DATASET ENTRIES:

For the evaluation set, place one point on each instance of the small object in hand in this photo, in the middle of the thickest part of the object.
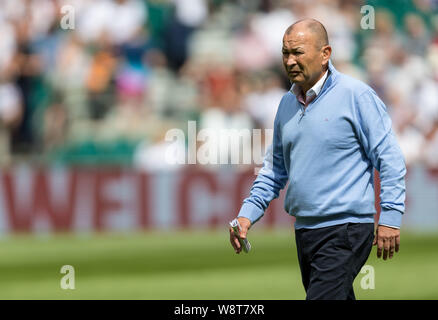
(244, 243)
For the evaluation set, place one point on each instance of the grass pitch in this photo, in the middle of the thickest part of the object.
(194, 265)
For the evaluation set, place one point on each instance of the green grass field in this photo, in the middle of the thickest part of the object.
(188, 265)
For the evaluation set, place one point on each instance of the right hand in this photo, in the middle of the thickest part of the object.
(245, 224)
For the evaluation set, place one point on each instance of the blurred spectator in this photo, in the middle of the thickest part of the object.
(133, 69)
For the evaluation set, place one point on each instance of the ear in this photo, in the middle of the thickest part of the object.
(326, 52)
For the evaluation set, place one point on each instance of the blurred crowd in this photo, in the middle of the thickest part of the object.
(107, 88)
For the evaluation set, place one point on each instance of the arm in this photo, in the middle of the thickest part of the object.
(382, 149)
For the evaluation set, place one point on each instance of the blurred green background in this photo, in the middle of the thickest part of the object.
(194, 265)
(106, 92)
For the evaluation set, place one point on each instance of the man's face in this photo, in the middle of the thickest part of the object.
(302, 58)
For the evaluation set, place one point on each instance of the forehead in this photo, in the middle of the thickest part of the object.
(297, 38)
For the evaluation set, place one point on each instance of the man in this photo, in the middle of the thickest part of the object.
(330, 131)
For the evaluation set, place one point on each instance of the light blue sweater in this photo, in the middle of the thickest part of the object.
(327, 153)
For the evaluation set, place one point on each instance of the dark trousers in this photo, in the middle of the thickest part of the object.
(330, 258)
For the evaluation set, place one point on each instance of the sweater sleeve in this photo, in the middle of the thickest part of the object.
(380, 145)
(271, 179)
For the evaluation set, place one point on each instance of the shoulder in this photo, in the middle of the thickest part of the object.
(355, 87)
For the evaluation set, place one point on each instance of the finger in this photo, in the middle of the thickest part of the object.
(397, 243)
(386, 247)
(391, 247)
(379, 247)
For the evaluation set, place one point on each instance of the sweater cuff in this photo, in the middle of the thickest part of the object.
(390, 217)
(250, 211)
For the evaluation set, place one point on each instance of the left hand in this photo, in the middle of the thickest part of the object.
(388, 240)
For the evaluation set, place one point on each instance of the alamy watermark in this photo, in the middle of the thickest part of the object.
(368, 18)
(68, 281)
(367, 281)
(68, 19)
(217, 146)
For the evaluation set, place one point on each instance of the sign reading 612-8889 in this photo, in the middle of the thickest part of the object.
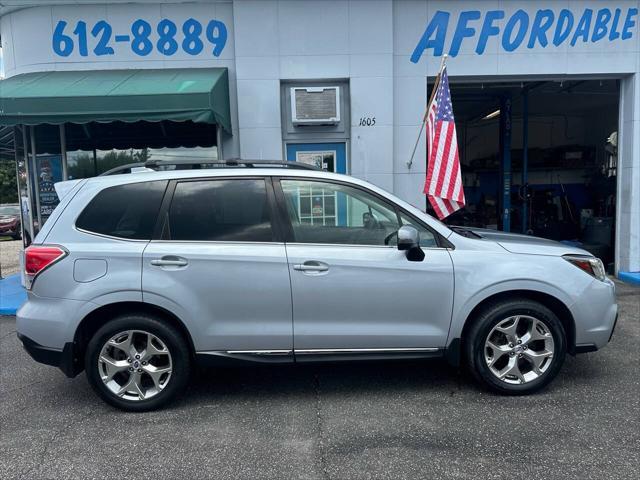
(141, 37)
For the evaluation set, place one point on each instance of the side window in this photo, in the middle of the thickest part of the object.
(322, 212)
(220, 210)
(125, 211)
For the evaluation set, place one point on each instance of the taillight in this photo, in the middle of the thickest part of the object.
(37, 258)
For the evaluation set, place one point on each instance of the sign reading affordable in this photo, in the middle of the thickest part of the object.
(522, 30)
(141, 37)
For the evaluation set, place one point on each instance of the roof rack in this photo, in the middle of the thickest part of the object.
(199, 164)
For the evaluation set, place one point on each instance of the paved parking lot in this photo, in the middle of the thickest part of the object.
(392, 420)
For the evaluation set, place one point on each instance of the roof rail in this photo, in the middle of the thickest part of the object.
(235, 162)
(199, 164)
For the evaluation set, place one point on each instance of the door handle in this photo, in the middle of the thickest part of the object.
(311, 266)
(169, 262)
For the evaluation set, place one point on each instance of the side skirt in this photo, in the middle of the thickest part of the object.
(237, 357)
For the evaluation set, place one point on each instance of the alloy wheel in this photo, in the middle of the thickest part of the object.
(519, 349)
(135, 365)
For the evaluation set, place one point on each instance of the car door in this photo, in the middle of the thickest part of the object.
(220, 266)
(353, 291)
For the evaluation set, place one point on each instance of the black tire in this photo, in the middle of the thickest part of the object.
(482, 326)
(167, 334)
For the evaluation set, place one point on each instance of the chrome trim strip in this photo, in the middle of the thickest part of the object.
(363, 350)
(252, 352)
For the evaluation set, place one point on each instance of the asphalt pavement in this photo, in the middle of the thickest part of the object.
(350, 421)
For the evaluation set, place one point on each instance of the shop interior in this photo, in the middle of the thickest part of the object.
(540, 158)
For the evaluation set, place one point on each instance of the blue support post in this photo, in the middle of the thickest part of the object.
(525, 158)
(505, 143)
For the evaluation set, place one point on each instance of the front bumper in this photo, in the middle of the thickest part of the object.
(63, 359)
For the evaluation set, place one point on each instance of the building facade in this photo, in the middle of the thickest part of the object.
(369, 67)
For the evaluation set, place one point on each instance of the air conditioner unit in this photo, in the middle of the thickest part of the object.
(315, 105)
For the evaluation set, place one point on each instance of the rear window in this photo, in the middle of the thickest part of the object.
(220, 210)
(125, 211)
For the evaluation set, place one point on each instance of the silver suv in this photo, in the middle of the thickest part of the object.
(137, 278)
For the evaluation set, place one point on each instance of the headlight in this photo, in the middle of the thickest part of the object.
(591, 265)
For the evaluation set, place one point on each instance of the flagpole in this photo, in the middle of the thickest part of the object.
(426, 112)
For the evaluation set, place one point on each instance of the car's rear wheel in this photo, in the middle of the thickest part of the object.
(516, 347)
(137, 362)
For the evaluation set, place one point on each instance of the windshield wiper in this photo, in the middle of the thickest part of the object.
(465, 232)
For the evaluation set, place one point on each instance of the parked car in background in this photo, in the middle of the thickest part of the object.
(137, 277)
(10, 221)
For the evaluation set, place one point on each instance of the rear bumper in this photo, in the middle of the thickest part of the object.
(9, 229)
(63, 359)
(595, 313)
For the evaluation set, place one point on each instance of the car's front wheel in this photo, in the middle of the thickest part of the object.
(516, 347)
(137, 362)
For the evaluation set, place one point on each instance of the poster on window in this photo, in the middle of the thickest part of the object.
(49, 172)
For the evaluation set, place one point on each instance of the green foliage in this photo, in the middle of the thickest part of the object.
(8, 187)
(82, 165)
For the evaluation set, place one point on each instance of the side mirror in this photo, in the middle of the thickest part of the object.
(409, 240)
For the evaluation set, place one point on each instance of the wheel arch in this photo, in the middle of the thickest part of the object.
(557, 306)
(95, 319)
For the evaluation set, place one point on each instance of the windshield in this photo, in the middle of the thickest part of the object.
(9, 210)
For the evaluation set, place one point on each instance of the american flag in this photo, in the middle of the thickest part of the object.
(444, 182)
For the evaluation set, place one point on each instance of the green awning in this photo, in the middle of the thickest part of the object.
(197, 94)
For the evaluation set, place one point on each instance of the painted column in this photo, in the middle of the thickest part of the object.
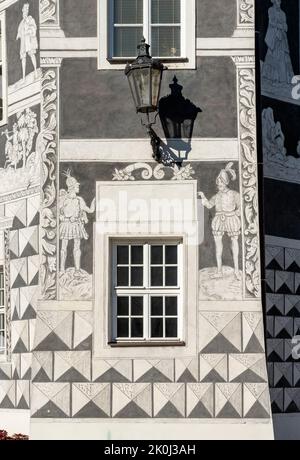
(50, 174)
(245, 18)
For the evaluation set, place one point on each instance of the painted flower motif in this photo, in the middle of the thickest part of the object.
(52, 264)
(184, 173)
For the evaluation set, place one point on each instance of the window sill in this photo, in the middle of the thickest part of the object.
(124, 344)
(105, 63)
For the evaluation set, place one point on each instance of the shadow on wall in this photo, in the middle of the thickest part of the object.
(177, 115)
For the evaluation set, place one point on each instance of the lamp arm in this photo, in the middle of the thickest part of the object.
(155, 144)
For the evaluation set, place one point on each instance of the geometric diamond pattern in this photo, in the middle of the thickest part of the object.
(186, 370)
(213, 368)
(42, 366)
(33, 207)
(83, 330)
(114, 371)
(132, 400)
(53, 331)
(292, 260)
(292, 400)
(50, 400)
(220, 332)
(253, 333)
(91, 400)
(283, 323)
(153, 370)
(200, 400)
(247, 368)
(228, 400)
(169, 400)
(7, 394)
(256, 401)
(274, 258)
(22, 395)
(72, 366)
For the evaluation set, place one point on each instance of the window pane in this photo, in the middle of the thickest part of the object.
(171, 255)
(156, 276)
(137, 255)
(126, 40)
(137, 329)
(137, 276)
(128, 11)
(123, 255)
(166, 41)
(171, 276)
(157, 330)
(123, 306)
(171, 327)
(137, 306)
(165, 11)
(2, 341)
(156, 255)
(123, 327)
(123, 276)
(171, 306)
(156, 306)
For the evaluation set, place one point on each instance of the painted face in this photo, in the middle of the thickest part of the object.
(221, 185)
(25, 12)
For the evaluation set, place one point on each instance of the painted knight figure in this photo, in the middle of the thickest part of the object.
(73, 218)
(27, 34)
(227, 220)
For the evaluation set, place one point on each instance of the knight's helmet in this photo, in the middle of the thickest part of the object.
(71, 182)
(227, 174)
(26, 8)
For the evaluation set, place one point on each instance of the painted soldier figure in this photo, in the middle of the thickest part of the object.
(73, 218)
(227, 218)
(28, 41)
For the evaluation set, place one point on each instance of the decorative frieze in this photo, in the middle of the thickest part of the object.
(248, 172)
(49, 13)
(49, 154)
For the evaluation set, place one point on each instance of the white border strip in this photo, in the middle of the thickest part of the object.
(282, 242)
(131, 150)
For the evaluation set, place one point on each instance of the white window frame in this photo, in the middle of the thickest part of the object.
(147, 291)
(3, 64)
(187, 60)
(3, 351)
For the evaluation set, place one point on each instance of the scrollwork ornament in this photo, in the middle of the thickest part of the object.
(47, 148)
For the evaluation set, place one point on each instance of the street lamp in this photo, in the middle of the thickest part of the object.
(144, 77)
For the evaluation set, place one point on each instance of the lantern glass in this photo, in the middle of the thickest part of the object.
(143, 85)
(156, 83)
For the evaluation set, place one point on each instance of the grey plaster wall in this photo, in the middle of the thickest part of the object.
(79, 18)
(216, 18)
(98, 104)
(89, 173)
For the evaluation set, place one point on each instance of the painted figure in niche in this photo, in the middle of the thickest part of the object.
(73, 218)
(227, 219)
(277, 67)
(13, 152)
(28, 41)
(20, 141)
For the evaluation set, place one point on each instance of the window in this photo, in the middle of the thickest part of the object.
(3, 83)
(147, 292)
(167, 26)
(2, 314)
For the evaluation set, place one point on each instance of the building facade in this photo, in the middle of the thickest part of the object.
(280, 152)
(131, 290)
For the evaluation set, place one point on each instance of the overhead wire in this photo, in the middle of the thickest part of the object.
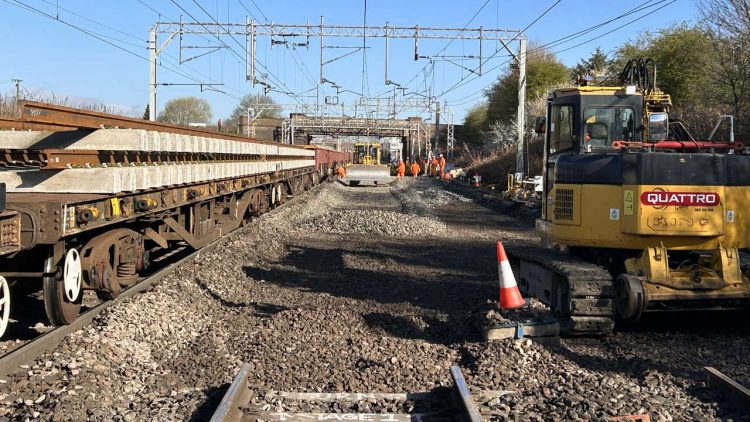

REQUIREMENTS:
Pull out every line in the entries above that contains the string "rear". Case counts, so copy only lines where the string appears with the same capitalization.

EXERCISE OUTPUT:
For the evaluation set, place one point on each instance of the rear window in this photo, in the middle of the thickest part of the object.
For the evaluation set, place one point on each instance of the car's rear wheel in this photo, in the middle of the thickest part of the object.
For the evaluation set, place one point on each instance of the rear bumper in this photo, in the middle of the thickest part of the object.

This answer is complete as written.